▶ **Document passage**
..........
The next layer up is a language model making a single call with deterministic input and deterministic output parsing. Not a conversation. Not a chain. One call. Prompt in, structured output out.

This is where most "AI-powered" tools actually live, and that is fine. A lot of genuinely useful things are a well-crafted prompt hitting a capable model and parsing the result. Classification, extraction, summarization, routing. One call. Reliable. Testable.

If you cannot write a test that confirms your layer 2 call returns the structure you expect at least 95% of the time on a fixed evaluation set, you are not ready to go to layer 3. You need more prompt work, better output parsing, or a different model. The single-call layer needs to be solid, because everything above it calls it repeatedly.

Layer 3 — Tool-using agent

Now the model has tools. It can call things. It decides, dynamically, which primitive from layer one to invoke, when to invoke it, and what to do with the result. You have a loop. The model runs, picks a tool, runs the tool, sees the result, decides what to do next.

This is where agent behavior starts to feel emergent. And emergence is exciting until it emerges wrong at 2am in a production system and you cannot reproduce it.

The discipline at layer three is the same as at layers one and two: every tool the agent can call is layer one (tested, reliable, with well-defined failure behavior). Every time the agent reaches a decision point, you can read the trace and understand why it made the choice it made. Agents that are opaque at layer three will be catastrophically opaque at layer four.

Log everything. Every tool call, every model response, every intermediate state. You are debugging a probabilistic system. The only way to do that is to have the full trace.

Layer 4 — Multi-agent orchestration

At layer four, agents are spawning agents. One agent breaks a problem down and routes subtasks to other agents. Agents review each other's work. An orchestrator decides which specialist gets which piece of the problem.

This is where the leverage is enormous and the failure modes are subtle. When a multi-agent system misbehaves, the error may originate in a sub-agent that was called by an orchestrator that was itself called by a top-level planner. The trace is three levels deep. If you have not built layer three well, layer four is a debugging nightmare.
..........
[Location identification items]
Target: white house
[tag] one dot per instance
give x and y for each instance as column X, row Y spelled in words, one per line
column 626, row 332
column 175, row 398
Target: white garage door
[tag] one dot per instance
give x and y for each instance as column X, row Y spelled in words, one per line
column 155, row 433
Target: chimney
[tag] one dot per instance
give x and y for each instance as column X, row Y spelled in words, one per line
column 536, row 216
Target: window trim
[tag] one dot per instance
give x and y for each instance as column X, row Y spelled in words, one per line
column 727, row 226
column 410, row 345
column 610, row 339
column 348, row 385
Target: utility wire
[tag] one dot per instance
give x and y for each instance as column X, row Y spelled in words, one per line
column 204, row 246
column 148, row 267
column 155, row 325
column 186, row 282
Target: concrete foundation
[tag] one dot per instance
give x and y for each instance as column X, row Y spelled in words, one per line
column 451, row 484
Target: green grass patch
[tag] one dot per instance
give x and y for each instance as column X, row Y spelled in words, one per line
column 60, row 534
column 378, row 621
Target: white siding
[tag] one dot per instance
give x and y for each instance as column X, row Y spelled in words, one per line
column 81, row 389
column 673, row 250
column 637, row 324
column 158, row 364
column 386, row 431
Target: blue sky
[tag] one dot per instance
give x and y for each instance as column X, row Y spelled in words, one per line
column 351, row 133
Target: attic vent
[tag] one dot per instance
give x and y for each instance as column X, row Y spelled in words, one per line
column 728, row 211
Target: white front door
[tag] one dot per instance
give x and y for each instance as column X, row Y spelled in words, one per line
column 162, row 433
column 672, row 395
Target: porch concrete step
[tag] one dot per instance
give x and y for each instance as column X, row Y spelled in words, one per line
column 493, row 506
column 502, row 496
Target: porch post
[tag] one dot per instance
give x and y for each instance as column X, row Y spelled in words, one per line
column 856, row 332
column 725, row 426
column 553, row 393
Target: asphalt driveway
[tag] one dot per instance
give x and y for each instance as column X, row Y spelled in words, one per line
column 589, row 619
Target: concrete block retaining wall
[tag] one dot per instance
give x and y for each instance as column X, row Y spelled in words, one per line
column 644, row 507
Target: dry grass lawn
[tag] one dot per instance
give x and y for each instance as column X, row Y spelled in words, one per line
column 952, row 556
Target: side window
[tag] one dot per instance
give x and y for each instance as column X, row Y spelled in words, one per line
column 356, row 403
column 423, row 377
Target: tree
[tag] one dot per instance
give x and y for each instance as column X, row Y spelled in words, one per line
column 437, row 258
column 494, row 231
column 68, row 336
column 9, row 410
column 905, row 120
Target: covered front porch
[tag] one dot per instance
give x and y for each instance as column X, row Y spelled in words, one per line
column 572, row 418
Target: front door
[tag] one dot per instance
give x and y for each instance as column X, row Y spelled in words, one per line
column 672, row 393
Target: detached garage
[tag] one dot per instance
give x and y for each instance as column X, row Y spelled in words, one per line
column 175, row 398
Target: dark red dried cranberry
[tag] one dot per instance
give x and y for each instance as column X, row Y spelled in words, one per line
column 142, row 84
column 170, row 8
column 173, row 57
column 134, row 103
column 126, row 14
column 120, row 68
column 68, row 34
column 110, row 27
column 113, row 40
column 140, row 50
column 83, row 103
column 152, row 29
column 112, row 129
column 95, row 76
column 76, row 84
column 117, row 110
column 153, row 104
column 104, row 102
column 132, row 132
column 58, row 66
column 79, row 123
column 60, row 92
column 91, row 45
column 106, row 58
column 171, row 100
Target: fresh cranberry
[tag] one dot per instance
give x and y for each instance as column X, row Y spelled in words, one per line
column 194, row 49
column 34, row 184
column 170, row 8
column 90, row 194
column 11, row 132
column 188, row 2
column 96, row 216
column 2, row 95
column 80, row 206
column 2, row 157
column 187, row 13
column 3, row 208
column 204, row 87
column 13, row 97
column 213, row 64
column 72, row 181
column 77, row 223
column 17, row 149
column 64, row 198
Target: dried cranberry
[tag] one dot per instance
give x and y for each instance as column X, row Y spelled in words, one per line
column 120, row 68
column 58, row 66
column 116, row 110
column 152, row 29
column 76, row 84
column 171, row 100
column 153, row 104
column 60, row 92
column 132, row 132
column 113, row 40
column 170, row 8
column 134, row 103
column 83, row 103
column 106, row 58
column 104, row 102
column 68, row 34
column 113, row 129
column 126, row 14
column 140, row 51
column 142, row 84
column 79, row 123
..........
▶ **Task 1**
Collect every line of the entries above that contains the word "cranberry".
▶ **Task 2**
Extend the passage on layered agent systems, picking up right after its last sentence.

▶ **Final result 1**
Target: dark red dried cranberry
Target: fresh cranberry
Target: dried cranberry

▶ **Final result 2**
The teams who build effective multi-agent systems reliably have the same property: they have spent time at each prior layer. They understand how their models behave at a single call, they understand how their tool-using agents behave under load, and they have the tracing and observability to see through the whole stack.

The teams who build fragile multi-agent systems also have a common property: they built layer four first, because layer four is the exciting part, and they are now working backward to figure out why things break.

Layer 5 — Reflection and meta-reasoning

The top of the stack, and the one most people have not gotten to yet in any serious production sense, is an agent that can reason about its own behavior. Look at a task it completed. Evaluate whether it did it well. Update its approach for next time.

This is not magic. It is still the same model calling the same tools. But the meta-layer is now part of the loop: the agent's self-evaluation shapes its future behavior. The reinforcement signal comes from within the system, not just from external outcomes.

The reason this works when it works is that layers one through four are solid underneath it. Self-reflection is only useful if the reflective agent has accurate tools for evaluating its own outputs. If the primitives are unreliable, the evaluation is unreliable, and the meta-reasoning trains the system on noise.

Why this order matters

The layers are a dependency graph, not a preference. Layer 4 calls layer 3. Layer 3 calls layer 2 and layer 1. Layer 5 evaluates all of them. You cannot have a reliable orchestration layer if the single-call layer is flaky, because the orchestration runs that layer dozens of times per task.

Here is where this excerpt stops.